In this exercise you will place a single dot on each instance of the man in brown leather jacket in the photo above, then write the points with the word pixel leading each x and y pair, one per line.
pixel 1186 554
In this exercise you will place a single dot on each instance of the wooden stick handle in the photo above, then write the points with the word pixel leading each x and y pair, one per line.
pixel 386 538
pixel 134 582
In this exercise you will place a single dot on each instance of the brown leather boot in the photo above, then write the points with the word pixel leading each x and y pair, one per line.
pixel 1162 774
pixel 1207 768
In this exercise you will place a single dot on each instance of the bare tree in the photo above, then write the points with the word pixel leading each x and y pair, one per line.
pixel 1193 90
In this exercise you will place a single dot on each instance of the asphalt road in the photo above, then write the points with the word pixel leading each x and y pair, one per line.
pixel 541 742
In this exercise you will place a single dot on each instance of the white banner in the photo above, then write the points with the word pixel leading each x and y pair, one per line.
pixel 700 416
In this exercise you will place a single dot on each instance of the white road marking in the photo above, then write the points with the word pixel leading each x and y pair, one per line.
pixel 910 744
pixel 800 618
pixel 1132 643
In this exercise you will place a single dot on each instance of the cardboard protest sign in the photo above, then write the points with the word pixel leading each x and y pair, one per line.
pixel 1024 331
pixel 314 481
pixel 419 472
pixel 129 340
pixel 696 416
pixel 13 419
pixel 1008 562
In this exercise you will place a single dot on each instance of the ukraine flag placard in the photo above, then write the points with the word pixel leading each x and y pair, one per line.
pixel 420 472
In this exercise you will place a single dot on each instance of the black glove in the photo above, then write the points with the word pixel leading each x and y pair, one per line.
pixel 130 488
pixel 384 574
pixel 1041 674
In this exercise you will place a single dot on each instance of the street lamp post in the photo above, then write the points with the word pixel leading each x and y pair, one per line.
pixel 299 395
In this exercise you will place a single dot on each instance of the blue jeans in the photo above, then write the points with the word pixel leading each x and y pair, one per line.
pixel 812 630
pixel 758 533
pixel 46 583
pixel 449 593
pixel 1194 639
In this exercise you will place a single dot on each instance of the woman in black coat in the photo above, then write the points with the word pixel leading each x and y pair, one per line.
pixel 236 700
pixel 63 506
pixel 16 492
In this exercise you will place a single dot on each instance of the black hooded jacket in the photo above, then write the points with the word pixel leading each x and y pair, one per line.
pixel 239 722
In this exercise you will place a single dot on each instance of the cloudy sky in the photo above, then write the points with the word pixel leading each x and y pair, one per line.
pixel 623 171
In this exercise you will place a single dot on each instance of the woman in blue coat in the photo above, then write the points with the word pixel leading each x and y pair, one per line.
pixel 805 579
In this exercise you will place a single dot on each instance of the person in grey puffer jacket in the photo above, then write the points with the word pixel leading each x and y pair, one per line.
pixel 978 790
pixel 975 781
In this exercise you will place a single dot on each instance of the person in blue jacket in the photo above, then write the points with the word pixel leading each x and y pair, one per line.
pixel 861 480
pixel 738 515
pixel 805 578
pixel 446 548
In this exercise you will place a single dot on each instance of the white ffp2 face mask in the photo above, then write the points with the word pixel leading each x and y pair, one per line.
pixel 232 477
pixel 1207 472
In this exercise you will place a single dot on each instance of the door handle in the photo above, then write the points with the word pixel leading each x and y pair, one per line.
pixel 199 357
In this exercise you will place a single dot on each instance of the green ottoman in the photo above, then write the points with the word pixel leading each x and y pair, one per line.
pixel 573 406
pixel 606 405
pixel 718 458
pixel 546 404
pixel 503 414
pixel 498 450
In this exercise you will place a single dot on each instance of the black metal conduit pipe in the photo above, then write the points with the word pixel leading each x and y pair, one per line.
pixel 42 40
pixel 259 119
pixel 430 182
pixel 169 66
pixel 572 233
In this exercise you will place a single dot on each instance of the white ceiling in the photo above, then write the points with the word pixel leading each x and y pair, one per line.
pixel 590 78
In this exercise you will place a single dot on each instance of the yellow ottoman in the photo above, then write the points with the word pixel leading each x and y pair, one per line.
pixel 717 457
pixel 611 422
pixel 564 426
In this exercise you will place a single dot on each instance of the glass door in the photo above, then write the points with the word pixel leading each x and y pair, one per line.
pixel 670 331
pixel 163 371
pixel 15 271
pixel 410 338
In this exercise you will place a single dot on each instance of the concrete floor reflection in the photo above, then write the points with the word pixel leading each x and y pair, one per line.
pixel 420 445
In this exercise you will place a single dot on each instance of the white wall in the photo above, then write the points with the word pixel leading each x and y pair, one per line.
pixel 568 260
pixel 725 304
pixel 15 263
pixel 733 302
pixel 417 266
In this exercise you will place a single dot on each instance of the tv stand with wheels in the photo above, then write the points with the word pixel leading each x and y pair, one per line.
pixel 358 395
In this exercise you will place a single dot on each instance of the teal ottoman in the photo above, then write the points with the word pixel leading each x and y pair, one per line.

[What you need to do] Retype everything from the line containing "of the ukraine" down to the line containing "pixel 1041 674", both lines included, without changing anything in the data.

[Response below]
In this exercise you will place a single dot on each instance of the ukraine flag placard in the photo above, then write the points with the word pixel leading each x and y pair, one per line.
pixel 420 472
In this exercise you will place a single dot on each instance of the black glove in the photo above, then write the points with the word pixel leading each x and y pair, one per line.
pixel 130 488
pixel 384 574
pixel 1041 674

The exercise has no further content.